**Data provided**

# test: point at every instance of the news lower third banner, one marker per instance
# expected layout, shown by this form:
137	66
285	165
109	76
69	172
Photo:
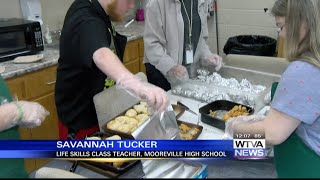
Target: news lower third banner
132	149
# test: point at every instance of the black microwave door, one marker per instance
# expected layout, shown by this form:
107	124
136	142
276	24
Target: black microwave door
13	44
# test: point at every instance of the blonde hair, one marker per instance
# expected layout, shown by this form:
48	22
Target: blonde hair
299	13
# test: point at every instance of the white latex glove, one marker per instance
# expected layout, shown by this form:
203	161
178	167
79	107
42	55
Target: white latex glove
33	114
153	95
178	72
231	123
213	60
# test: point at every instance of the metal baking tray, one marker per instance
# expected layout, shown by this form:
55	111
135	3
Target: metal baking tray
121	134
101	167
178	110
223	105
192	126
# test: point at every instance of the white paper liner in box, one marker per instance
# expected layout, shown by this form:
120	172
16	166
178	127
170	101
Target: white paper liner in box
205	92
169	169
159	126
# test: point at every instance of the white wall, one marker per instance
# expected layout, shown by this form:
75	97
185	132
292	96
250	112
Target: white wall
53	11
241	17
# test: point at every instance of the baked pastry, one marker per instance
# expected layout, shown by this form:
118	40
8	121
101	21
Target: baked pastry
114	137
133	128
184	128
125	128
132	121
113	125
93	138
139	108
118	164
142	117
193	131
186	136
144	103
122	119
131	113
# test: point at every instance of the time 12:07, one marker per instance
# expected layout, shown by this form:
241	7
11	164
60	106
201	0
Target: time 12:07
246	136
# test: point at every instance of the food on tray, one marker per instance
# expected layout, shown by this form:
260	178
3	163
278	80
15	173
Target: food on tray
114	137
113	125
184	128
131	113
186	132
118	164
213	113
194	131
234	112
186	136
141	118
132	119
141	109
93	138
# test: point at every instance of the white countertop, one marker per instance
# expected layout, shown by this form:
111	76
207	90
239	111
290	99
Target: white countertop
208	132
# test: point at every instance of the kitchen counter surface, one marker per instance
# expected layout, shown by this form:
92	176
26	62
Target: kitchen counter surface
12	70
216	168
51	52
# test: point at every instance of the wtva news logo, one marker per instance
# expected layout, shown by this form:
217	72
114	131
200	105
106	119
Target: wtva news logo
249	148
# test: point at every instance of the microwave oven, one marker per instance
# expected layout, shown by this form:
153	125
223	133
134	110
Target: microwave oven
19	37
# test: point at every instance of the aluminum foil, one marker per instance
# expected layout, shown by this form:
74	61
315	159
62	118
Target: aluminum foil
205	94
267	98
232	83
159	126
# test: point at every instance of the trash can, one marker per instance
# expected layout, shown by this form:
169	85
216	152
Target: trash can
251	45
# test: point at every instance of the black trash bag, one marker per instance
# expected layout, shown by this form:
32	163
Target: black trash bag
251	45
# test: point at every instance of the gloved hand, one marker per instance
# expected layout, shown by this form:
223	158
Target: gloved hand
212	60
231	123
153	95
32	114
178	72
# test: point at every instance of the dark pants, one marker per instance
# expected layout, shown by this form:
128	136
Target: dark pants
156	77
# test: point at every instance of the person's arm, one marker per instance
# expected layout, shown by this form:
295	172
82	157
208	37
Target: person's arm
9	116
277	127
154	39
205	50
22	113
111	65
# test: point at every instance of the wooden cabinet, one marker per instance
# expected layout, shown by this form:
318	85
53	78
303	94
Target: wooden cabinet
141	53
133	56
38	87
280	48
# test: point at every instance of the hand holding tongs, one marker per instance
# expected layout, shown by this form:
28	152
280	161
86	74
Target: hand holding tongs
186	108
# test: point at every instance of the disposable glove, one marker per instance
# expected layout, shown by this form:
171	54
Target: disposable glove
212	60
156	97
231	123
30	114
178	72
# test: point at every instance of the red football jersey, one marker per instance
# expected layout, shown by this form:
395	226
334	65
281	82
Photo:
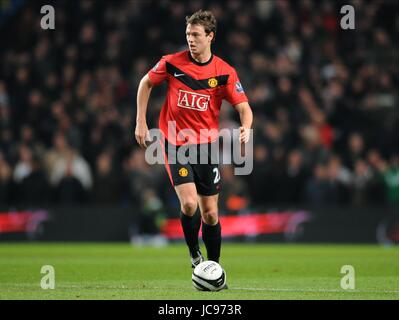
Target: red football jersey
195	94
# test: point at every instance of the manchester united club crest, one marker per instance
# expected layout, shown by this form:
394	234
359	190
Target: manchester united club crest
212	82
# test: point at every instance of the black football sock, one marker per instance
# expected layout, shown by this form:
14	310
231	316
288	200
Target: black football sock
212	237
191	226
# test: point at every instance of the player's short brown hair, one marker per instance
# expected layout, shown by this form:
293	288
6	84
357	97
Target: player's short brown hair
205	19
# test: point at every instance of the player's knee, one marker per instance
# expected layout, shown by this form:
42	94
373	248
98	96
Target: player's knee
210	217
189	206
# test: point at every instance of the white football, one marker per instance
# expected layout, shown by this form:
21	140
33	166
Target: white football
209	276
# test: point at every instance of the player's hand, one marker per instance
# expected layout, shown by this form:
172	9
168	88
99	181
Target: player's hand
244	134
142	134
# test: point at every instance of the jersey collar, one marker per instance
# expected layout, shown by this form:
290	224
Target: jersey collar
199	63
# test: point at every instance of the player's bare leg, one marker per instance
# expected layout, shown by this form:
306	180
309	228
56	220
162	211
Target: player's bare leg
211	230
190	221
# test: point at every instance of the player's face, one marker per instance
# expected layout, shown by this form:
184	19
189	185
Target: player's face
197	39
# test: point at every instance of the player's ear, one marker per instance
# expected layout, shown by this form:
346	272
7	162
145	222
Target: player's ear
211	36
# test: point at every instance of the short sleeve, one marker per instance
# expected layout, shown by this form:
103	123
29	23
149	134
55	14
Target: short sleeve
234	93
158	73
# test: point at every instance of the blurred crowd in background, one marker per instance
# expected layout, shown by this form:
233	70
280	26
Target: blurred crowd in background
325	102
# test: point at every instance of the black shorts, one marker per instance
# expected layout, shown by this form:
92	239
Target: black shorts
194	163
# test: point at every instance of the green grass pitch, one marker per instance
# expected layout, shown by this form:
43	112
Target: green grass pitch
254	271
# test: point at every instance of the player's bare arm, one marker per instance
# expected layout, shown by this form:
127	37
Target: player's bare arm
143	95
246	118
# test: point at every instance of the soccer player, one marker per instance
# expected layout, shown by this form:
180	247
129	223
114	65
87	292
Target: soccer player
198	81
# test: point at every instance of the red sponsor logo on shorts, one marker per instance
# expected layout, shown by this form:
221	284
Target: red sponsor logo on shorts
192	100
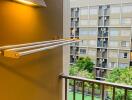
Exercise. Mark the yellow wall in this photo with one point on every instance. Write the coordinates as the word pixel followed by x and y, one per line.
pixel 32 77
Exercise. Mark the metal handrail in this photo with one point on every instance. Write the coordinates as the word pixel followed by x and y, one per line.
pixel 93 82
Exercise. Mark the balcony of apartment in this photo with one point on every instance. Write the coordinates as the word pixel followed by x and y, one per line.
pixel 92 92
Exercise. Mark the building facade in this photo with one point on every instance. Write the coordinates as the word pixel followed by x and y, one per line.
pixel 105 28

**Problem description**
Extract the lines beginning with the one that contains "# test: point at every instance of the soccer" and ending with the last line of the listing. Keep them exact and drop the pictures.

**Finished task**
# test: point at every instance of the soccer player, one marker per instance
# expected layout, shown by this form:
180	247
129	223
114	65
87	292
Target: soccer player
198	81
# test: point at every instance of the red sponsor logo on shorts, one marker per instance
# expected layout, shown by this form:
221	284
Target: red sponsor logo on shorts
192	100
Exercise. Mark the yellow wall in this photo with one point on every instance. Write the coordinates as the word pixel followed by x and y, one per line.
pixel 32 77
Exercise. Mark the metal handrail in this photo with one point on every instance. Write the coordinates as the word pixel followed by x and y, one per line.
pixel 93 82
Exercise. Mark the balcony of apartment in this photo with one point on every instance. Write the coordinates as the word pixel followed by x and y, one per line.
pixel 92 92
Exercise. Mark the building facade in this photo with one point on every instance. Write the coordinates as the word pixel followed by x and y, one per line.
pixel 105 28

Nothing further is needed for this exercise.